> _Exercise_
From the data below, extract each line that contains the string "foliage".

Data records:
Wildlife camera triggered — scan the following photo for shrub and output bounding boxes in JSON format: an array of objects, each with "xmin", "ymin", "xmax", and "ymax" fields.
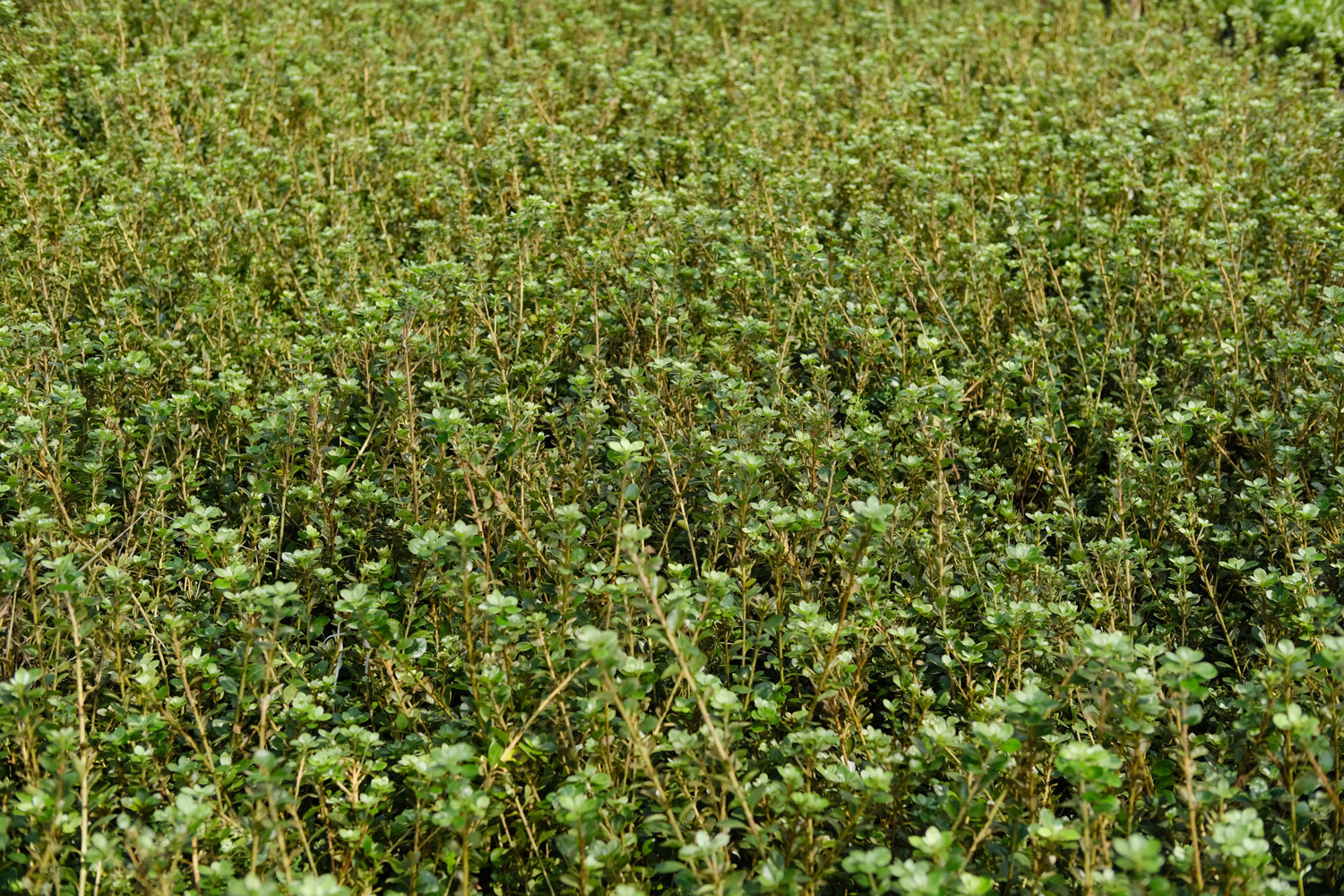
[{"xmin": 0, "ymin": 0, "xmax": 1344, "ymax": 896}]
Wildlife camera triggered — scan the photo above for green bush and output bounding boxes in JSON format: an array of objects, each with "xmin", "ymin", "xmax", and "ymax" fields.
[{"xmin": 0, "ymin": 0, "xmax": 1344, "ymax": 896}]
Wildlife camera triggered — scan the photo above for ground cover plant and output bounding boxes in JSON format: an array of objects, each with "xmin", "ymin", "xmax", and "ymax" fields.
[{"xmin": 0, "ymin": 0, "xmax": 1344, "ymax": 896}]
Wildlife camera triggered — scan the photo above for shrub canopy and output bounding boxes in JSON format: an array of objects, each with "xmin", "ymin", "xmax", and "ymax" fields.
[{"xmin": 0, "ymin": 0, "xmax": 1344, "ymax": 896}]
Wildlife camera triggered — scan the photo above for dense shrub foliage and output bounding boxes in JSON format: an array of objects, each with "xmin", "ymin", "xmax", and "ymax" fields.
[{"xmin": 0, "ymin": 0, "xmax": 1344, "ymax": 896}]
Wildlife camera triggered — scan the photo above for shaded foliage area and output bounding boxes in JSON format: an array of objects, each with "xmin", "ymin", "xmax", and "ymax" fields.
[{"xmin": 0, "ymin": 0, "xmax": 1344, "ymax": 896}]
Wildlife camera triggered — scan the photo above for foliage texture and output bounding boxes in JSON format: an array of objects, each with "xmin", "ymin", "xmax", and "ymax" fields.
[{"xmin": 0, "ymin": 0, "xmax": 1344, "ymax": 896}]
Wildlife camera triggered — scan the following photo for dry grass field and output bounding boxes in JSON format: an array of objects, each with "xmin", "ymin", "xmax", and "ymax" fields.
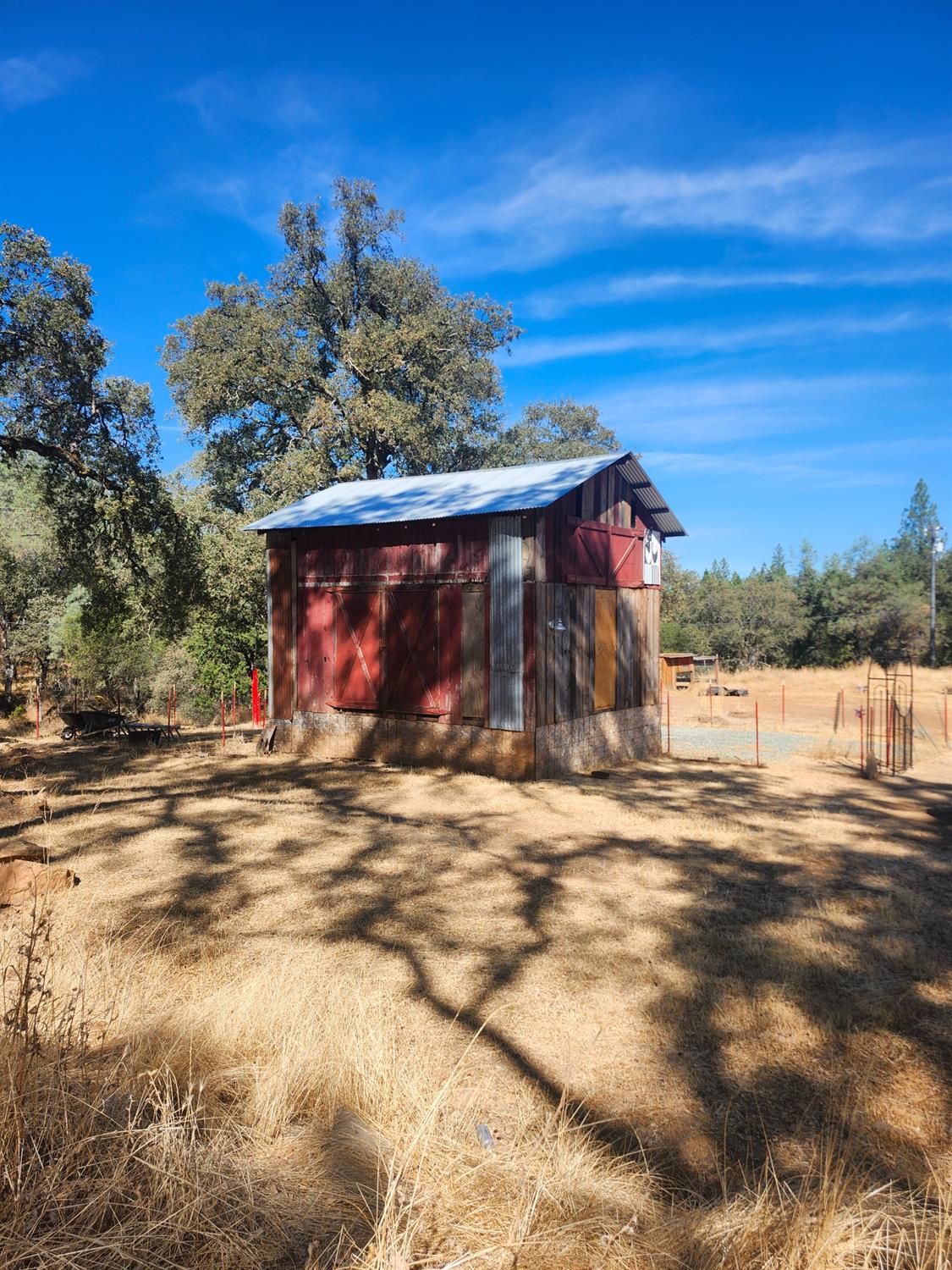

> _Result_
Wildlife camera triggered — scan the photo above for dense shrub foliage and output bounding boxes in JSON format: an array of objects, each with "xmin", "ymin", "xmax", and "ymax" fields.
Wildlife camera triggered — scan the photo above for shaded foliage area and output bounding boxes in JSON format: an array of objects, each with "xmin", "ymin", "xmax", and "ymax" fields.
Wildlife camera triggered — scan the photo above for foliage texture and output bounding boxes in JSON format: an array of objects, each with "xmin", "ymin", "xmax", and "ymax" fields.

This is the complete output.